PASSAGE GIVEN:
☆ ☆ ☆ ☆ ☆ ☆ ☆
There are certain things one anticipates when taking a holiday with one’s best mate, and when one’s best mate is Best Mate, these include a frighteningly well-stocked case and German-like efficiency in organisation.
“Everything in my folder,” she said gleefully, waving a plastic file at me as we met at the airport at obscene o’clock, “is filed in the chronological order in which we’ll need it. And I have factor 25, factor 30, aftersun, facial aftersun, bug repellent, an Italian grammar book, a change of clothes in my hand-luggage…” She visibly ticked things off on a mental checklist. “Oh, and all the miniatures of bathroom equipment are correctly labelled.”
This, I expect. This is why I travel with her. Me – I’m much more Zen. I find that the things one generally tends to need will be around somewhere*. Yes, the überorganisation I’d anticipated. And, to a certain degree, I’d anticipated the Roman weather: my case bulged with cotton vest tops, linen trousers and flip-flops. I’d even predicted the extent to which we’d be relaxing and packed not one, but two large novels.
☆ ☆ ☆ ☆ ☆ ☆ ☆
DATASET EXCERPT:
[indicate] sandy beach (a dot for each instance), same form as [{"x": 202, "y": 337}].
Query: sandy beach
☆ ☆ ☆ ☆ ☆ ☆ ☆
SET TASKS:
a) In the holiday passage, which two sun protection factors does Best Mate say she has packed?
b) List every item the narrator packs, according to the holiday passage.
c) Write the next part of the holiday passage about traveling with Best Mate, picking up right after its final sentence.
The data here has no role in this work.

ANSWERS BELOW:
a) Factor 25 and factor 30.

b) Cotton vest tops, linen trousers, flip-flops, and two large novels.

c)
However, what I didn’t predict, but possibly should have done, was that the online description of our accommodation during our mid-sojourn trip to Naples wasn’t entirely accurate. I should really be travel-savvy enough to know that “clean, quiet and safe” actually means “only half the rubbish in downtown Naples; so far off the beaten track that you’ll be faced with unending stares from the locals who’re wondering what the Manolo you’re doing in this godforsaken slum; and so safe that people from neighbouring towns will pull a face and warn against ‘the crimes’.” Don’t get me started on the breakfast.
And there were several more unforeseen occurrences before our time was up.
“Look over there,” I hissed at BM, pointing to a group posing for photos in the Colosseum. It had taken me a few moments to put my finger on what was so odd about the situation. “I didn’t realise that the Amish wear trainers!”
“Huh,” BM shrugged, snapping away. “I didn’t realise they took 14-hour flights halfway around the world.”
But amidst even the Vatican police’s Lamborghini golf carts; the ease of sun-burning one’s scalp whilst lounging about in a spa on Ischia; and our Roman hotelier’s policy of assigned seating at the breakfast table (“you,” she forced some poor young Brit halfway round the table towards BM and me, “you sit here. These Mademoiselles – they are bellissima. You think they are, yes? You sit here”) – none of which was unsurprising, nothing was going to surpass the level of horrified shock I had experienced immediately upon arrival from Britain.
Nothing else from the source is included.